PROVIDED MATERIAL -
- Opening Delimiter -
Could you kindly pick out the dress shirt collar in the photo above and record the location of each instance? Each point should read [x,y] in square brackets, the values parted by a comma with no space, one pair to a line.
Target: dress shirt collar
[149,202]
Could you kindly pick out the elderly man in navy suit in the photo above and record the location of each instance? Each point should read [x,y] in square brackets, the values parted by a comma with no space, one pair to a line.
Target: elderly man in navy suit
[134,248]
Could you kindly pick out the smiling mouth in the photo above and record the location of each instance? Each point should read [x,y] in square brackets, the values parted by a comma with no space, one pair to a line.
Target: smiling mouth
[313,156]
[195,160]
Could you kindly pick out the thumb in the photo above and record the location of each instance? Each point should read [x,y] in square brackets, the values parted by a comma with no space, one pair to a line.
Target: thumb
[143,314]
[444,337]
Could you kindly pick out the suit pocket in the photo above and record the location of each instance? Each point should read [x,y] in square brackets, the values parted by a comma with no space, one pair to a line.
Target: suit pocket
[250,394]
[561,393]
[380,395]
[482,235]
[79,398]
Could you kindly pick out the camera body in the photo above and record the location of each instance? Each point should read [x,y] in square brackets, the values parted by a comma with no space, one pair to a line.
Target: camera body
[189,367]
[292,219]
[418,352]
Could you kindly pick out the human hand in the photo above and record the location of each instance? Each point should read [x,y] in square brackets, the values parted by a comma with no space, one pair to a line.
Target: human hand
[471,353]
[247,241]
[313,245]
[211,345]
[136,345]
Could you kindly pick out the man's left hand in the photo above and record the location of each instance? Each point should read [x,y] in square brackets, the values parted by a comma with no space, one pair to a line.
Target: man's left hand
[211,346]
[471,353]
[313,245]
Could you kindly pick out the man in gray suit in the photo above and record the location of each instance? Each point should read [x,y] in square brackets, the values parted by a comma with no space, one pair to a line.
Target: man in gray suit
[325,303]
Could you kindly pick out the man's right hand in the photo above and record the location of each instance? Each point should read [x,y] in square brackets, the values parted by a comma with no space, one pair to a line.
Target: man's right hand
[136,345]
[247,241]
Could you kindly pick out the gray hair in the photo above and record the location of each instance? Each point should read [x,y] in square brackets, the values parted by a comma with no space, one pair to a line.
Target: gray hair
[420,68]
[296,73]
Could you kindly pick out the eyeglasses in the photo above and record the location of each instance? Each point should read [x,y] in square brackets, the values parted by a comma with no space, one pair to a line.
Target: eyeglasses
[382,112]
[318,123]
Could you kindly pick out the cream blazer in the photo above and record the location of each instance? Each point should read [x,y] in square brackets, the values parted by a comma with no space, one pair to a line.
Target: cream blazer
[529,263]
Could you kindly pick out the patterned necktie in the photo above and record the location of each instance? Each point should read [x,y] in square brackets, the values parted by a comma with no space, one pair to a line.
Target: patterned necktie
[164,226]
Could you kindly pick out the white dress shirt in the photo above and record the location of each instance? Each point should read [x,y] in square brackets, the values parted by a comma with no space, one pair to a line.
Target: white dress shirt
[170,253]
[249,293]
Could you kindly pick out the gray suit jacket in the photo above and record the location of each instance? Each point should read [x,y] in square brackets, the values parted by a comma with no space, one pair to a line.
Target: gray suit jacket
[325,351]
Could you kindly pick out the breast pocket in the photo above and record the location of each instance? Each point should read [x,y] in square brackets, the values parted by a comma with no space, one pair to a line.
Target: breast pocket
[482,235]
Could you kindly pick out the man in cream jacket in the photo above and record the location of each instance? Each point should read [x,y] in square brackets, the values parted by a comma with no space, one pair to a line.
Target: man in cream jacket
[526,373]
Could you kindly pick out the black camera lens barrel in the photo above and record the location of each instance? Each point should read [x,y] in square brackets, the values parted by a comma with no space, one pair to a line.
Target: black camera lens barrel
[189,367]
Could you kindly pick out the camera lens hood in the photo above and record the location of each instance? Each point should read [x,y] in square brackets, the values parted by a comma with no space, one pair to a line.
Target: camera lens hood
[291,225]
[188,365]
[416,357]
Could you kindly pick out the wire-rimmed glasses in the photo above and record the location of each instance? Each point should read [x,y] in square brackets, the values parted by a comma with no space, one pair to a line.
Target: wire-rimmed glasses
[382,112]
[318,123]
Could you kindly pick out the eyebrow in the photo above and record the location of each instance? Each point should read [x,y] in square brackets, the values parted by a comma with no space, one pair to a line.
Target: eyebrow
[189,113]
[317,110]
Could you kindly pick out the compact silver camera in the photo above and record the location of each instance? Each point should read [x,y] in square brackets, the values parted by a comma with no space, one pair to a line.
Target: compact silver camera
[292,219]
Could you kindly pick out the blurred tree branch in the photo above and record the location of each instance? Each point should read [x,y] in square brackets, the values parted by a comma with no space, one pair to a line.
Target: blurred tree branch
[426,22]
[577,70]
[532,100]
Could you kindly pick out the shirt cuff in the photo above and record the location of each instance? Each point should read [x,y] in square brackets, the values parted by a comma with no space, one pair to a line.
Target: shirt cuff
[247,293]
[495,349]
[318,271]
- Closing Delimiter -
Nothing but an exact transcription of the records is expected.

WRITTEN ANSWER -
Could you kindly pick out the dress shirt collar in the photo above and record the location of each instance? Each point should read [x,y] in square brackets, the values parted by a comma with no space, one pair to a line.
Target: dress shirt collar
[149,202]
Could you kindly pick out the elderly man in navy suit in the photo above and record the location of each instance? Each point should read [x,y] in square brackets, the values parted by a comma with no space, one pair to a line.
Target: elderly man in navy suit
[134,248]
Could you kindly pick out the smiling mouth in the photo above and record the location of each instance? Each point should read [x,y] in square brackets, the values parted by a comma with no space, one pair to a line.
Target: smiling mouth
[313,156]
[195,160]
Could you kindly pick out the thumb in the photo above and record the location of each instance? Each point should read [x,y] in square brackets, the values parted by a comma with no space, one pair to a line.
Target: thumb
[143,314]
[444,337]
Could you kindly pick out the suit pocket in the photo above and record the location of each instance? Each point should read [x,y] in square brackets, the values parted by a comma with no space, one pair to a line.
Target: suit pocket
[250,394]
[561,393]
[380,395]
[482,235]
[79,398]
Could you kindly pick out the camera body in the photo above and record the location of each instance? Each point should read [x,y] in square brackets, the values parted by a comma with no space, one pair to a line.
Target: camera body
[189,367]
[292,219]
[418,352]
Could you kindly pick out the human hand in the photo above and record the location of each instance? Each point should read [x,y] in square brackets, the values parted by a comma with no space, one pair to a line.
Target: human hand
[471,353]
[247,241]
[313,245]
[211,345]
[136,345]
Could you kindly pick out the man's left hand in the photo above and record the location of each instance? Each point should read [x,y] in square brackets, the values parted by a comma with no space, one pair to a line.
Target: man's left hand
[211,346]
[471,353]
[313,245]
Could you kindly pick out the man in gray suit in the photo above and record the location of each instance? Each point should read [x,y] in square brackets, the values parted by a comma with no space, one pair to a line.
Target: man in gray suit
[325,303]
Could you kindly pick out the man's right hand in the photo above and record the location of each instance? Each point should read [x,y] in square brackets, the values parted by a comma with no space, one pair to a line.
Target: man's right hand
[136,345]
[247,241]
Could you kindly pick out the gray hair in the photo above and record the location of each instance? Each point should read [x,y] in square brackets, the values parted by a comma with no space, one pair to a line.
Target: gray hair
[420,68]
[296,73]
Could you kindly pick out the eyeglasses in the photo above and record the location of each instance? Each point should read [x,y] in square brackets, the values parted by a comma with no space, one pair to a line.
Target: eyeglasses
[382,112]
[318,123]
Could you kindly pick out the cream blazer in the photo above and record the location of each instance? Each point should read [x,y] in square brackets, the values parted by a comma with no space, one pair to a line.
Target: cream blazer
[529,263]
Could you kindly pick out the patterned necktie in the photo above and record the location of each instance? Each point should read [x,y] in square brackets, the values parted by a comma with no space, one pair to a line.
Target: patterned necktie
[164,226]
Could you kindly pick out the white dress shirt in the photo above and record the location of each instance? Each point should read [x,y] in square brackets, the values parted by a comma with no space, one pair to a line.
Target: white dress shirt
[170,253]
[249,293]
Could you kindly pick out the gray suit jacket in the photo above and record the location of each instance? Each point should read [x,y] in square brackets, the values parted by a comma with no space, one pair to a line.
Target: gray suit jacket
[325,351]
Could you kindly pick out the breast pocket in the photo above and record the location of each instance? Each point should read [x,y] in square brackets, the values parted by a comma with no space, one pair to a line.
Target: breast pocket
[482,235]
Could you kindly pick out the man in cream jacket in the photo above and record the location of each instance? Each point should read [x,y] in square brackets, the values parted by a comma with no space, one pair to a line.
Target: man in cream jacket
[526,373]
Could you kindly pick out the black camera lens barrel in the photo above and record the location of each instance? Each point should read [x,y] in square brackets, the values parted by a comma with no space, one pair to a line.
Target: black camera lens barrel
[189,367]
Could you kindly pick out the camera lens hood in the photo above and record the location of each instance? Each point should read [x,y] in square brackets, the values parted by a comma with no space, one pair to a line.
Target: camera lens hood
[291,225]
[188,365]
[416,357]
Could you kindly pick out the wire-rimmed glasses in the photo above and record the location of each instance? Each point should read [x,y] in square brackets, the values parted by a comma with no space, one pair to a line.
Target: wire-rimmed glasses
[382,112]
[318,123]
Could you kindly pick out the eyebrow in the photo above and record the location of each instance? Each point should read [x,y] in square brackets, the values parted by a comma with no space, one pair to a line.
Target: eyebrow
[189,113]
[317,110]
Could you kindly pick out the compact silver camera in the photo above and record the location of each instance? Each point should read [x,y] in square brackets, the values parted by a comma with no space, one pair to a line.
Target: compact silver camera
[292,219]
Could you kindly pick out the blurred tree branch in the photo above and record the location of each instance? Each point should read [x,y] in square brackets, the values parted by a comma with no space, one pair to a line.
Target: blurred tree branch
[426,22]
[577,70]
[532,100]
Could you kindly pick out the shirt cuff in the photo above and record the location of each instance? Each point should read [x,y] in square brackets, the values parted by a comma with no space, one pair to a line.
Target: shirt cuff
[247,293]
[495,349]
[318,271]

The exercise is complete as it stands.